#### TASK BRIEF
The full listing must be reproduced exactly as given.

#### INFORMATION PROVIDED
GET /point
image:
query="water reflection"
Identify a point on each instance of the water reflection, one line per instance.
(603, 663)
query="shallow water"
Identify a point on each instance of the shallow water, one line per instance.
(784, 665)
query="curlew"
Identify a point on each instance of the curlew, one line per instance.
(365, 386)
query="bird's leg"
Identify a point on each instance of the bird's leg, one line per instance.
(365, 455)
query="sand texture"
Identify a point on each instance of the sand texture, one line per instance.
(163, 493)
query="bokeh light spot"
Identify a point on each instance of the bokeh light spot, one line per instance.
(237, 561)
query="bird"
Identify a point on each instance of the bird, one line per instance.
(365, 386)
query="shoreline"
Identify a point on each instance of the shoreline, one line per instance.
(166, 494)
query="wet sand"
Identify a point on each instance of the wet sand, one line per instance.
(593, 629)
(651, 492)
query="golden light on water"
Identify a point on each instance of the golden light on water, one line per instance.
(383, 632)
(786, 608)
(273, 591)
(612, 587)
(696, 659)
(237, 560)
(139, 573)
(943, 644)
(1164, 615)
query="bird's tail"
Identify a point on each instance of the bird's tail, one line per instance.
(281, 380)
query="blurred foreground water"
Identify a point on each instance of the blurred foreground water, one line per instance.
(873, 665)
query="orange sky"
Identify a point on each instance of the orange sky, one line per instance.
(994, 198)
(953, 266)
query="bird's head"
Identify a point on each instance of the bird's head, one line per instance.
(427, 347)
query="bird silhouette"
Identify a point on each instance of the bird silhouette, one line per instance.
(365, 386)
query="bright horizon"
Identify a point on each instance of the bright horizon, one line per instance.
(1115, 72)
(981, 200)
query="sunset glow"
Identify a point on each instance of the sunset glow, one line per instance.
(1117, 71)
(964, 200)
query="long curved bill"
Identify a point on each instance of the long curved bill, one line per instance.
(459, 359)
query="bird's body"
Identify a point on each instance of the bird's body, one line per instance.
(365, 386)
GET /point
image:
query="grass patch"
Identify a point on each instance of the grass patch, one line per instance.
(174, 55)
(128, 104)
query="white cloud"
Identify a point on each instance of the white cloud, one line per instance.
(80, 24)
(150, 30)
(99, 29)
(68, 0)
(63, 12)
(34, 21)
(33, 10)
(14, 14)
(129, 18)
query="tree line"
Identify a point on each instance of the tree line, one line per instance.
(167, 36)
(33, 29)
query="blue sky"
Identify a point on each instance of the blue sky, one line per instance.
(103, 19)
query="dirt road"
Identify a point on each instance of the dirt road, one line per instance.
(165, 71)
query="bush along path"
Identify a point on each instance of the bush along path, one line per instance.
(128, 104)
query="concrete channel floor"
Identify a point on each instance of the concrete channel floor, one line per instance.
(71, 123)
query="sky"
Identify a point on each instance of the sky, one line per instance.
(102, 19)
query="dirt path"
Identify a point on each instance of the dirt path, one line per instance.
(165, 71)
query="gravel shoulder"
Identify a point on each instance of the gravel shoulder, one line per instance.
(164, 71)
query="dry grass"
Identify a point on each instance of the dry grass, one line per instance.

#### ANSWER SPACE
GET /point
image:
query="water reflection"
Identify a point on each instance of the water reflection, one line per instance.
(603, 663)
query="shallow water"
Identify a point on each instance of the shallow water, one line per instance.
(784, 665)
query="curlew"
Identify a point on each instance of the curlew, one line per instance.
(365, 386)
query="bird's leg"
Identify a point on each instance of the bird's leg, one line per instance.
(365, 455)
query="sand texture"
Identify a point on each instance of the sand texture, one line per instance.
(163, 493)
query="bokeh light spot"
Identify a point on each instance of the bokeh light spot, one line per instance.
(237, 561)
query="bird"
Identify a point on each instance of the bird, one line per instance.
(365, 386)
query="shoreline"
Identify a point on each instance of the shoreline, one line per instance.
(166, 494)
query="wet sand"
Identify a point on each instance of the wet sand, one line per instance.
(593, 629)
(651, 492)
query="golden light on water"
Identify a point on each instance of the golden light on water, one line per instance.
(383, 632)
(786, 608)
(273, 591)
(612, 587)
(696, 659)
(237, 560)
(139, 573)
(943, 644)
(1164, 615)
query="bird's tail"
Identify a point on each instance of the bird's tail, one line per instance.
(281, 380)
query="blurred foreground water"
Identify a point on each instance of the blurred foreground water, one line per instance.
(873, 665)
query="orange sky"
Identify a point on each instance of the orange sky, one line per instance.
(994, 198)
(953, 266)
query="bird's head"
Identify a point on each instance of the bird's head, one line per instance.
(427, 347)
query="bird silhouette"
Identify a point on each instance of the bird silhouette, one line per instance.
(365, 386)
query="bright horizon"
Identify a point on each instance of the bright horizon, one line per instance.
(1115, 72)
(981, 200)
query="sunset glow"
Identify a point on each instance of the sunset glow, one line per instance.
(1117, 71)
(964, 200)
query="long curved bill"
Identify a point on each instance of the long curved bill, one line per instance.
(459, 359)
query="bird's body"
Identify a point on each instance of the bird's body, one line per instance.
(365, 386)
GET /point
image:
query="grass patch"
Identify a point on each instance of the grass patch, one line per instance.
(174, 55)
(128, 104)
query="white cloud"
Identify a point on each instance of the white cloud, one line per instance.
(80, 24)
(150, 30)
(99, 29)
(68, 0)
(63, 12)
(34, 21)
(33, 10)
(14, 14)
(129, 18)
query="tree line"
Identify a point on each instance of the tree line, one line per instance.
(167, 36)
(33, 29)
query="blue sky"
Identify a point on each instance of the blue sky, one line per instance.
(103, 19)
query="dirt road"
Identify a point on each instance of the dirt road, one line per instance.
(165, 71)
query="bush along path"
Identify a point on each instance of the bush along path, one line per instance.
(128, 104)
query="concrete channel floor"
Identify a point on each instance of the concrete channel floor, one line per instance.
(71, 123)
query="sky"
Identify a point on each instance of the sky, one line per instance.
(102, 19)
query="dirt path"
Identify a point on each instance of the dirt path, one line per instance.
(165, 71)
query="gravel shoulder"
Identify a point on each instance of the gravel shoulder, one line per instance.
(164, 71)
query="dry grass"
Identify a point on each instance of the dry grass, one line per instance.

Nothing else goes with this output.